The analysis crunched data lenders provide to comply with the federal Home Mortgage Disclosure Act, which shows home lending activity for each census tract by race of the borrower. Since the data does not include information about borrowers’ credit scores, a key factor affecting interest rates, the analysis considered income and debt levels, and found the disparities still existed: White borrowers who earned less than $100,000 had an average interest rate of about 3.93%, compared to 4.20% for Black borrowers who earned more than $100,000.
Further, the analysis found that the three banks denied Black homeowners refinancing almost twice as often as white homeowners. Nearly a quarter of Black homeowners were rejected when they tried to refinance, compared to just under 13% of white homeowners.
“Black borrowers are getting stuck with those higher interest rates during times of generally higher interest rates, and then interest rates fall and they try to refinance, but they can’t, while white borrowers can,” said Will Spisak, a senior program associate with the New Economy Project.
The three banks in the analysis hold most of New York City’s government deposits, and Spisak suggested the city could use its leverage to hold the banks to task.
Bank of America and Citibank declined to comment. JP Morgan Chase criticized the analysis.
“We agree that equitable home lending is non-negotiable,” a spokesperson said in a statement, “but this analysis misrepresents the situation by ignoring key factors like borrowers’ credit scores or properties’ loan-to-value ratio.” (The loan-to-value ratio reflects how much of the purchase price has to be financed by borrowing — the bigger the down payment, the more favorable the ratio.) Lenders take credit scores and loan-to-value ratios into account when determining whether to lend and the terms of the loans.
Redlining and Banking Deserts
The Consumer Financial Protection Bureau has pointed out that Black and Hispanic borrowers overall have lower credit scores than white borrowers, which may help explain certain disparities in lending rates and decisions. Lower credit scores may lead to higher interest rates and rates of refinancing denial for borrowers of color.
But some scholars and economists have argued the scoring ignores a history of discrimination that helps account for why people of color may have lower scores. Redlining by lenders in the 20th century prevented many non-white people from building home equity, a significant source of generational wealth that can help future generations make substantial down payments. Employment discrimination and “banking deserts” also play into financial disadvantages and a lack of resources for non-white people.
---
• Stated task 1:
In the listing, set out the lines from the one with "Would you mind annotating the small sapling" up to and including the one with "(1095, 636)" as a numbered list, skipping any blank lines.

• Dataset:
---
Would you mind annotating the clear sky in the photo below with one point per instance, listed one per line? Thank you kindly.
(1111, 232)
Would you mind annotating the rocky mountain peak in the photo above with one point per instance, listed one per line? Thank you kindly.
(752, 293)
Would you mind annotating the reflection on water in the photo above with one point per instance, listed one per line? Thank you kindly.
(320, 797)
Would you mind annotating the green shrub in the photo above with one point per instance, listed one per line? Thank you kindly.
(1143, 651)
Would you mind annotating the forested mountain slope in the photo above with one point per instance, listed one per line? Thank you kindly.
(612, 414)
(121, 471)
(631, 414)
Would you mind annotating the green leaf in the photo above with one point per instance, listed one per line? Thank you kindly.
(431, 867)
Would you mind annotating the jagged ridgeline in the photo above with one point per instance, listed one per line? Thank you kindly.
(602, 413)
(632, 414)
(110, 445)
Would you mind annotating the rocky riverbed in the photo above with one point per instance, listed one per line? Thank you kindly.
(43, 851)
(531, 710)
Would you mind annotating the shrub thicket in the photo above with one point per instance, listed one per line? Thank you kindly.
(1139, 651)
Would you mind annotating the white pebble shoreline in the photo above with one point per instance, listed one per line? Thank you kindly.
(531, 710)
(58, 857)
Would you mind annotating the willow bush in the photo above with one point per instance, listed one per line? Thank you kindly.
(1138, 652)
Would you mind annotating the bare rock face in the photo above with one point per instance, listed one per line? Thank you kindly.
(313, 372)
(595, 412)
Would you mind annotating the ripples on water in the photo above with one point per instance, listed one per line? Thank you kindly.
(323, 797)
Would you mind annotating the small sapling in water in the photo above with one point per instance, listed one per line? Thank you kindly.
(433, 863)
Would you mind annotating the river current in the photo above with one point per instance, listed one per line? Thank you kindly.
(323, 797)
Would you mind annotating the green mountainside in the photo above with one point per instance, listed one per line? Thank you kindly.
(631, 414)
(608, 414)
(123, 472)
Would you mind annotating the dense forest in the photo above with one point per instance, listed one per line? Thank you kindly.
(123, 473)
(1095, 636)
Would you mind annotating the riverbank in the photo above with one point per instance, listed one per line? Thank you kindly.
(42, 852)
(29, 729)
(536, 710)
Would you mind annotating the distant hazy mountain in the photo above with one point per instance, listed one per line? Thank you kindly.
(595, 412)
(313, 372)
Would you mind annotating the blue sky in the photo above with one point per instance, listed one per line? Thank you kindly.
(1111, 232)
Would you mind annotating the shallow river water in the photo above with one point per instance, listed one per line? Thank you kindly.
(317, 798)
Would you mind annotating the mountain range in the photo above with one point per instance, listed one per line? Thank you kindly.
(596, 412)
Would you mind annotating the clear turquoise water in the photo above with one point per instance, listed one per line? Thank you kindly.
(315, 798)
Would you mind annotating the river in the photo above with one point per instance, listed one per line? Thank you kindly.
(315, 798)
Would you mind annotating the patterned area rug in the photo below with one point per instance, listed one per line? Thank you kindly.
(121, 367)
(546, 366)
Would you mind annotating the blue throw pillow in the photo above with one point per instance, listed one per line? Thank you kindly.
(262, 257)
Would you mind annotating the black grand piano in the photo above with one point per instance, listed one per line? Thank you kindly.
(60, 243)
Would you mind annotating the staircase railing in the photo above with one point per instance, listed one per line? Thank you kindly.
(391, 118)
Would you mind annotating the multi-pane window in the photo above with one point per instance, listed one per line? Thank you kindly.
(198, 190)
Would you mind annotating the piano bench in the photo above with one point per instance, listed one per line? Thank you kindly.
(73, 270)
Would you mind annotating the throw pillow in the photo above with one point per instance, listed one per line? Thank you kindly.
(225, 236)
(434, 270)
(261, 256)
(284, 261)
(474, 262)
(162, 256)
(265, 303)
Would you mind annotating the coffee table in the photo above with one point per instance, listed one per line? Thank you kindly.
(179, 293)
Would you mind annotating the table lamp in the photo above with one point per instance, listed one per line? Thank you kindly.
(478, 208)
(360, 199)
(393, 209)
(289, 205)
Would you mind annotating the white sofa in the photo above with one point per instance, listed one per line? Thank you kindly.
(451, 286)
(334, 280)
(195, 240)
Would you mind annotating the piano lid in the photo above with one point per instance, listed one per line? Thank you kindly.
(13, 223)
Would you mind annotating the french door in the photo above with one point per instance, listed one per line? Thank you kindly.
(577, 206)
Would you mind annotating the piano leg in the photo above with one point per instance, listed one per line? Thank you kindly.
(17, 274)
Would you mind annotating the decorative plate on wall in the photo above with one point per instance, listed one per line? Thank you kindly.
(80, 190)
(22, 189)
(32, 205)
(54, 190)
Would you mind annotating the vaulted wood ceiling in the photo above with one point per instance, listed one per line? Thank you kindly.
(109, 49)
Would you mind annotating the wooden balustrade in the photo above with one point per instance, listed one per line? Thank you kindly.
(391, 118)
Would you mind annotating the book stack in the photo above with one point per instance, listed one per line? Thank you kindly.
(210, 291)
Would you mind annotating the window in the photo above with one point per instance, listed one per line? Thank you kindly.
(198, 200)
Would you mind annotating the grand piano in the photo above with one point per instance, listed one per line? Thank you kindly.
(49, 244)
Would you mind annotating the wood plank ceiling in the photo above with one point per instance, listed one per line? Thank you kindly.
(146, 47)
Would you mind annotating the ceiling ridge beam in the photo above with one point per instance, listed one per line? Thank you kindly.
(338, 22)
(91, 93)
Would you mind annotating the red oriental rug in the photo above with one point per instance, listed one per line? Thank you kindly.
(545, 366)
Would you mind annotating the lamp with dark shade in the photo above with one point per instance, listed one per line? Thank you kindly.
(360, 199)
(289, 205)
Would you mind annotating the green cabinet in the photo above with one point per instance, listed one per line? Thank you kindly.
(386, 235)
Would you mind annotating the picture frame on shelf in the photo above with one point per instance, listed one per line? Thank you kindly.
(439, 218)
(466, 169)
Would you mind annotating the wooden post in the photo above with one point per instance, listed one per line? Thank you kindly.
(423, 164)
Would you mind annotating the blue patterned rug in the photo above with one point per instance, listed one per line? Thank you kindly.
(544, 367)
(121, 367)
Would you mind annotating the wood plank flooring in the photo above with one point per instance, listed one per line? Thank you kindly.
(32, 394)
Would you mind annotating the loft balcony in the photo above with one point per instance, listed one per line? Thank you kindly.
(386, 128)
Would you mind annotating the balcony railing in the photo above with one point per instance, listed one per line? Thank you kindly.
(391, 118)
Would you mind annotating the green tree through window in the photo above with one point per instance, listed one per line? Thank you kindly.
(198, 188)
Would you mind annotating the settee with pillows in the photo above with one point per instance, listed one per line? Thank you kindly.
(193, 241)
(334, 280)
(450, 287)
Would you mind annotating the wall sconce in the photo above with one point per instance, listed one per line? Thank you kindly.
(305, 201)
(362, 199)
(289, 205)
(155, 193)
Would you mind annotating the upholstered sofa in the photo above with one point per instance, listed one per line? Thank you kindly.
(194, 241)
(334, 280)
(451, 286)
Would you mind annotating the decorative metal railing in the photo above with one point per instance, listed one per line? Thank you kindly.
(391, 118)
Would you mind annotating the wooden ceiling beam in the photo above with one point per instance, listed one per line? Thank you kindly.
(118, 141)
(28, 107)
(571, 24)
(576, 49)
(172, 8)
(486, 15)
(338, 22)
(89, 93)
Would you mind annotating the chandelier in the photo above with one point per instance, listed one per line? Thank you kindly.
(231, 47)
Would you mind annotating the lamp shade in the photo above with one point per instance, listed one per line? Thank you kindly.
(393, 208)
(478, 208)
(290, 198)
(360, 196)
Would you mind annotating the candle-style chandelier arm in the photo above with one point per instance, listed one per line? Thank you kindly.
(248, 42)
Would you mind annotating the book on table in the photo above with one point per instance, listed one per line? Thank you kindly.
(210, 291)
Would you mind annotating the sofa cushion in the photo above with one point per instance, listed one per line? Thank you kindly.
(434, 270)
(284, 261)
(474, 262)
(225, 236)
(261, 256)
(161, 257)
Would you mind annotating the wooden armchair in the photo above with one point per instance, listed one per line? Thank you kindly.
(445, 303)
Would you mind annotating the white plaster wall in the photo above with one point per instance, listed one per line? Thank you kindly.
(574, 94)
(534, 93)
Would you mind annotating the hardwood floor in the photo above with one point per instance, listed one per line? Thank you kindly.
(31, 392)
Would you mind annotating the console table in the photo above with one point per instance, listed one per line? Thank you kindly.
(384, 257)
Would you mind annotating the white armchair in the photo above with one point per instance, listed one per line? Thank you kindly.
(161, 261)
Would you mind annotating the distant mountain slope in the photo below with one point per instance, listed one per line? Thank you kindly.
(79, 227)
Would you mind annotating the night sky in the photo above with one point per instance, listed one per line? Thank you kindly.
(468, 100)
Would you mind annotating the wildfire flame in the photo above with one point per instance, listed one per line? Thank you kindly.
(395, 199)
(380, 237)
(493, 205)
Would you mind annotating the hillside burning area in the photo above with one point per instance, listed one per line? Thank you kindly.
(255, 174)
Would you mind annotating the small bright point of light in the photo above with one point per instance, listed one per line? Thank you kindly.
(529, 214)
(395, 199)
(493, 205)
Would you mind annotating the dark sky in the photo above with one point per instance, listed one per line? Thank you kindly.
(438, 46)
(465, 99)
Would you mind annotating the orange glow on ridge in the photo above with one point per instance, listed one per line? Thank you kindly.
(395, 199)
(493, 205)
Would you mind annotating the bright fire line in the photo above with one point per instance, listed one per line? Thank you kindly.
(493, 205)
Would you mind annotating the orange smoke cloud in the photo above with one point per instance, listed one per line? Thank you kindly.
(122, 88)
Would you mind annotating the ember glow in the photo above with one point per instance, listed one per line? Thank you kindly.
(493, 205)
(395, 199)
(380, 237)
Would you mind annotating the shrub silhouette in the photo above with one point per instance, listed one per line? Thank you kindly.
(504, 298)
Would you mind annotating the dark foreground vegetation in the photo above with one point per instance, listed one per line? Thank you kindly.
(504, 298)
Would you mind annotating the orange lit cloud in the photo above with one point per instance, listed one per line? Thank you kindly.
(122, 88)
---
• Stated task 2:
In the mortgage lending text, recast the paragraph beginning "But some scholars and economists" as a short bulleted list that keeps its main points.

• Full solution 1:
1. Would you mind annotating the small sapling in water in the photo above with one point per instance, listed one per line? Thank you kindly.
2. (433, 863)
3. Would you mind annotating the river current in the photo above with one point per instance, listed one per line? Thank you kindly.
4. (323, 797)
5. Would you mind annotating the green mountainside in the photo above with one point per instance, listed one per line? Thank you kindly.
6. (631, 414)
7. (608, 414)
8. (123, 472)
9. Would you mind annotating the dense forest in the photo above with one point per instance, listed one per line? Thank you kindly.
10. (123, 473)
11. (1095, 636)

• Full solution 2:
- Some scholars and economists argue that credit scoring ignores a history of discrimination that helps explain why people of color may have lower scores.
- In the 20th century, redlining by lenders kept many non-white people from building home equity. Home equity is a major source of generational wealth that can help later generations make large down payments.
- Employment discrimination and "banking deserts" also add to financial disadvantages and a lack of resources for non-white people.